* **WORK INSTRUCTION**
Rewrite the paragraph in the mailing-list message below that begins "Unfortunately, the GPG and related authentication methods" as a short bulleted list, keeping its main facts.

* **PASSAGE TO READ**

□ □ □ □ □

The issue of the intellectual property license is very real; I believe
that a fundamental difference between the BSD license and many of the
other "free" licenses that operate using Linux and/or the GPL is the
strict ability to commercialize for profit a BSD licensed product.
However, I do not think all of the utilities upon which the iRedMail
product is based exclusively are BSD, and thus iRedMail may have some
issues, even with a "public domain" implementation.
Unfortunately, the GPG and related authentication methods are not fully
resistant to compromise; a primary server or a mirror could be
compromised with a false signature as well as checksums for the
compromised system, one could face a man-in-the-middle compromise again
substituting correct but compromised authentication systems for
compromised data/source code/information, or other compromises are possible.
A more trustworthy, but still not compromise proof method, is to
distribute physical media by traceable courier -- this method works
unless the attacker is extremely determined (e.g., the
intelligence/disinformation/cyber-warfare services of a nation-state or
equivalent) or the recipient is extremely naive (e.g., using media from
an origin in a nation-state known to be lax about matters of fraud or
media the origin of which cannot be traced).
However, as pointed out by Kadel-Garcia, the iRedMail distribution
authentication method is very prone to compromise, even from the source.
Yasha Karant
On 06/28/2011 06:24 AM, Nico Kadel-Garcia wrote:
> On Tue, Jun 28, 2011 at 3:08 AM, Zhang Huangbin
> <[log in to unmask]> wrote:
>>
>> On Jun 28, 2011, at 1:41 PM, Nico Kadel-Garcia wrote:
>>
>>> On Tue, Jun 28, 2011 at 12:10 AM, Zhang Huangbin
>>> <[log in to unmask]> wrote:
>>>> Dear Scientific Linux users,
>>>>
>>>> Just want to let you know, there's a free and open source mail server
>>>> solution, iRedMail, works well on Scientific Linux 5.x, supports both
>>>> i386 and x86_64. Web site: http://www.iredmail.org/
>>>
>>> And Postfix.
>>>
>>> And Sendmail.
>>>
>>> And Exim.
>>>
>>> And Qmail.

□ □ □ □ □

* **DATA FOR ANALYSIS**
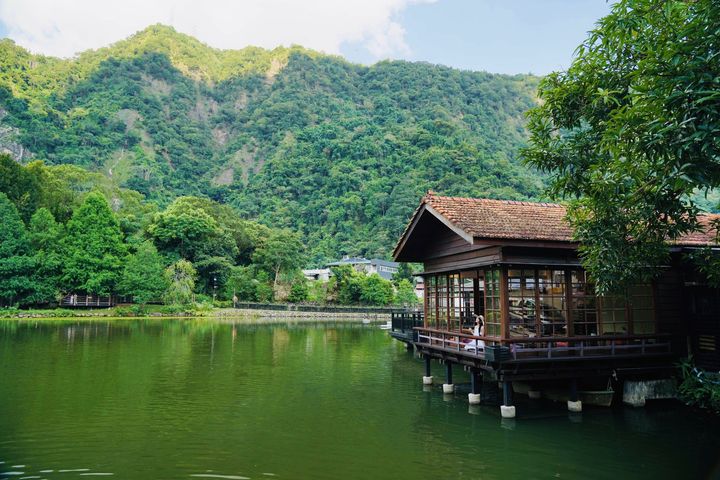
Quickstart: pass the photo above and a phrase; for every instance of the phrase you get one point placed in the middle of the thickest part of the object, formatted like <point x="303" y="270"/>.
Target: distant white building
<point x="383" y="268"/>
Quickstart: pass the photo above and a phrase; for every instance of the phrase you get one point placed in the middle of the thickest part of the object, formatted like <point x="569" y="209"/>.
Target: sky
<point x="499" y="36"/>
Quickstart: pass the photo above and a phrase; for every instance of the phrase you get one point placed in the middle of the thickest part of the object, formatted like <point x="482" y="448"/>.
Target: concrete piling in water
<point x="507" y="409"/>
<point x="448" y="387"/>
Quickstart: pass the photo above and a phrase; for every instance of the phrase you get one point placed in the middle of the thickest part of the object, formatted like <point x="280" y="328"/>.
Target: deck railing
<point x="547" y="348"/>
<point x="402" y="321"/>
<point x="75" y="300"/>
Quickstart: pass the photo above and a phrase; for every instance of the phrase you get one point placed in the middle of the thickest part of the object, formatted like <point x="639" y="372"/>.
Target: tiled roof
<point x="506" y="219"/>
<point x="705" y="237"/>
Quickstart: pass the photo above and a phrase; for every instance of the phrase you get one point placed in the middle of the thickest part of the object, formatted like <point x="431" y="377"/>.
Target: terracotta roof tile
<point x="506" y="219"/>
<point x="520" y="220"/>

□ □ □ □ □

* **OUTPUT OF THE EXERCISE**
GPG and related authentication methods are not fully resistant to compromise:
- A primary server or mirror could be compromised with a false signature and with checksums for the compromised system.
- A man-in-the-middle attack could substitute correct but compromised authentication systems for compromised data, source code or information.
- Other compromises are also possible.